Global dairy markets “teetering on the edge”

Global dairy markets are “teetering” at low milk production levels not seen since 2014, Rabobank says in its just-released Q4 Global Dairy Quarterly report.
The agribusiness banking specialist says weather-related issues have decimated peak milk production in New Zealand and Australia, while supply growth has also been stymied in the US and Europe by squeezed profit margins for producers.
This has resulted in a year-on-year global milk production deficit that is too deep to be offset by favourable milk production gains seen in South America, it says.
The report says – after nine consecutive quarterly increases – combined global milk supply growth in the major dairy-exporting regions halted in quarter three this year and will dip into negative territory in quarter four.
Report co-author, Rabobank senior dairy analyst Michael Harvey said combined quarter four milk production in the big seven dairy exporting regions – New Zealand, Brazil, Argentina, Uruguay, EU, US and Australia – is expected to decline by 0.3 per cent compared with quarter four last year. This will be the first quarterly year-on-year decrease since 2019.

Given data:
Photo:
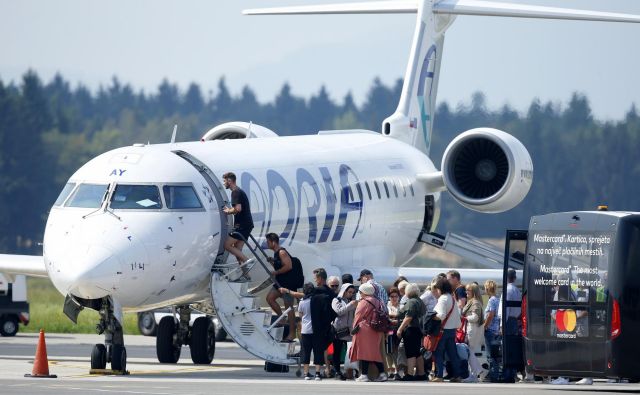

What is being asked:
Continue the article on global dairy markets from its final sentence, not the data.

Exercise output:
The report said farmgate milk prices have followed commodity prices higher worldwide, with more potential upside still to come in some regions. Still, rising costs for inputs, labour shortages, unfavourable weather and questionable feed quality will limit the production response by producers, it said.
Global dairy exports have slowed in response to logistic disruptions, rising transportation costs, and elevated commodity prices.
“Global dairy exports based on product volume ran seven per cent ahead of the prior year during the first half of 2021, but slowed to one per cent in July and August,” the report said.

Chinese demand
Mr Harvey said a slowdown in demand for dairy inputs from China is expected and is needed to cool global prices in the face of limited supply-side increases.
“Chinese buyers are torn between the bullish sentiment outside China and the current weak fundamentals within China to decide whether, when, and at what price levels they should return to the market,” he said.

Inflation pressures
Despite rising inflationary pressures, consumers have yet to face “sticker shock” (where higher prices become a deterrent) for dairy products in most countries, the Rabobank report said, and this is supporting demand. That would not be the case in 2022, it said, as higher commodity prices from the second half of 2021 are passed through to consumers.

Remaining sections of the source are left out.